# EXTRAIT DU DOCUMENT

● ● ● ● ● ● ●

La dichotomie policière, c’est-à-dire la division de la police en deux notions définies chacune par un but supposé distinct, et appelant par conséquent l’application d’un régime juridique différent, n’existe pas en Angleterre qui ne connaît qu’un seul droit et où l’unité de juridiction est le principe180.
Ainsi, pour le juriste anglais A. V. Dicey, un seul droit régit les relations entre les particuliers (équivalent français du droit privé) et entre les particuliers et les fonctionnaires (droit public)181. Des auteurs comparatistes observent que “la distinction entre le droit public et le droit privé, distinction qui en Angleterre n’a qu’une portée exclusivement académique et pédagogique, est en France la plus fondamentale”182. La distinction retenue en Angleterre semble la partition du droit en common law et equity : c’est dans ce cadre juridique que s’inscrit la notion de police. Au contraire du droit français, où prédomine l’aspect fonctionnel de la police, le droit anglais définit la police par son sens organique.
Le sens fonctionnel s’entend en France comme celui qui s’attache à l’activité juridique ou matérielle, c’est-à-dire au contenu de l’acte ou de la situation qu’il s’agit de définir. Le sens organique fait référence lui aux autorités ou aux forces chargées de cette activité.

● ● ● ● ● ● ●

# CONSIGNES DE TRAVAIL
Poursuivez l'extrait sur la notion de police en droit anglais et en droit français, à partir de sa dernière phrase. Les enregistrements n'interviennent en rien ici.

(Enregistrements du jeu de données sur l'emplacement d'objets)
● ● ● ● ● ● ●

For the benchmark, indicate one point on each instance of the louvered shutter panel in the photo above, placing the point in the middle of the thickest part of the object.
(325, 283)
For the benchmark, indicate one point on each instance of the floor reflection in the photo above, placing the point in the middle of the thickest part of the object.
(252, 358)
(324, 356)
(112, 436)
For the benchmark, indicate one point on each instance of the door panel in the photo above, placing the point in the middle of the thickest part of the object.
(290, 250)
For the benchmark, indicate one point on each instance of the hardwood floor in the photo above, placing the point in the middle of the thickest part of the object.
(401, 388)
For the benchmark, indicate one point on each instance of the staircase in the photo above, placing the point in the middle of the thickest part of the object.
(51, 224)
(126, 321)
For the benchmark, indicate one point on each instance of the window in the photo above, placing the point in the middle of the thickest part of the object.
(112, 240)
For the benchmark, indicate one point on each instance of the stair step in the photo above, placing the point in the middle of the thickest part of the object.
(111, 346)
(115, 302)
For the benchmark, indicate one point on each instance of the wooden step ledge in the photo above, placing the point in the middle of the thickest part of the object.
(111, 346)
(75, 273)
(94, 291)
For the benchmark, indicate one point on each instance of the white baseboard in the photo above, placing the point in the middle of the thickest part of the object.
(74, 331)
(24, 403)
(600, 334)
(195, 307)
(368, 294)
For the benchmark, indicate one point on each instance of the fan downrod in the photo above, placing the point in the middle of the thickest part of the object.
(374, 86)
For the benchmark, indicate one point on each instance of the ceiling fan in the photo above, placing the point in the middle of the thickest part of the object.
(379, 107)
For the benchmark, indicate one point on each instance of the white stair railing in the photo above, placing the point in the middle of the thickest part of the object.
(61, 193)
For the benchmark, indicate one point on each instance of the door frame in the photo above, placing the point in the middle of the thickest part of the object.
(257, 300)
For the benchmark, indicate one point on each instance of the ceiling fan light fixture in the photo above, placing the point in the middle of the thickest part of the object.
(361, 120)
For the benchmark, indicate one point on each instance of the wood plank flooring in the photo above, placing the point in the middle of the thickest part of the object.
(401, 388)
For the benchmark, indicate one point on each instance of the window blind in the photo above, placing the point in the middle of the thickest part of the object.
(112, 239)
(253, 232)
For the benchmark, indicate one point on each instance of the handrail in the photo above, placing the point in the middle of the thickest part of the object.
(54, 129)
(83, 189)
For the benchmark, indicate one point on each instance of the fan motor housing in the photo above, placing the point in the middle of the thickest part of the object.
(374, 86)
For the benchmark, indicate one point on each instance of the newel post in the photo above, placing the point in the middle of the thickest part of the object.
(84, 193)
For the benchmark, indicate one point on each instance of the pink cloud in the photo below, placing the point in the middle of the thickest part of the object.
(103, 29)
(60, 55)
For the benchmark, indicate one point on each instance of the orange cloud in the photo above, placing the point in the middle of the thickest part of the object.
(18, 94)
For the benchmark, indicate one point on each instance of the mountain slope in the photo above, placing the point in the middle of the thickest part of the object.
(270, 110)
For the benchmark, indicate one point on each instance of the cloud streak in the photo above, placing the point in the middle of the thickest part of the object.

● ● ● ● ● ● ●

# RÉPONSE À L'EXERCICE
La police anglaise a pour tâche essentielle de rassembler les preuves et de décider de l’inculpation ou non des auteurs d’infractions pénales, et à ce titre elle est d’abord et avant tout un organe (Police service) qui prépare la répression judiciaire. De plus, la notion de prévention est, en droit anglais, résorbée dans celle de fonction répressive qui paraît prédominante outre-Manche183. Non pas que la police anglaise ne fait pas montre de sa fonction séculaire de police préventive, mais nous entendons signifier par là que la police judiciaire, au sens français du terme, a un sens plus large en droit anglais, sens qui tend à englober, à la faveur des agents de police anglais, la notion de police administrative au sens du droit administratif français. En d’autres termes, la distinction police préventive / police répressive n’est pas admise, ou si elle est reconnue, elle est absorbée par une fonction plus large celle de répression. La police préventive apparaît davantage ici comme une méthode d’action policière et non pas tant comme une forme de technique juridique qui autorise l’exerce de certains pouvoirs de police. Ce privilège accordé à la fonction répressive tient sans doute au rôle particulier qu’a historiquement joué, et qu’exerce encore la police dans le procès pénal, à savoir le déclenchement de la poursuite pénale. A ce titre, elle est davantage saisie juridiquement comme un organe que comme une fonction ou une activité.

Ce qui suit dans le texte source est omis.